Region pointing data:
■ ■ ■ ■ ■ ■ ■

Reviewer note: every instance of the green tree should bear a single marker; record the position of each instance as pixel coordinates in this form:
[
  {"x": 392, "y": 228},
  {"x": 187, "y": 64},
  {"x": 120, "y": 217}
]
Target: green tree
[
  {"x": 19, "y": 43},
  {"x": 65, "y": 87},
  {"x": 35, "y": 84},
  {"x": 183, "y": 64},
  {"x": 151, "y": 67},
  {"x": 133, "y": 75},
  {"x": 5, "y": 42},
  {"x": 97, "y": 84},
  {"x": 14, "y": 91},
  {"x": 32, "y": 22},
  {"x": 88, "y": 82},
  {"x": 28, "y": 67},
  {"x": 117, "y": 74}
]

■ ■ ■ ■ ■ ■ ■

- [Exercise brief]:
The answer must be every entry, reproduced exactly.

- [Answer]:
Reviewer note: every instance of the green tree should bear a single marker; record the position of each instance as pixel coordinates in this form:
[
  {"x": 392, "y": 228},
  {"x": 187, "y": 64},
  {"x": 120, "y": 217}
]
Target: green tree
[
  {"x": 19, "y": 43},
  {"x": 65, "y": 87},
  {"x": 35, "y": 84},
  {"x": 183, "y": 64},
  {"x": 151, "y": 67},
  {"x": 133, "y": 75},
  {"x": 5, "y": 42},
  {"x": 97, "y": 84},
  {"x": 14, "y": 91},
  {"x": 32, "y": 22},
  {"x": 88, "y": 82},
  {"x": 28, "y": 67},
  {"x": 117, "y": 74}
]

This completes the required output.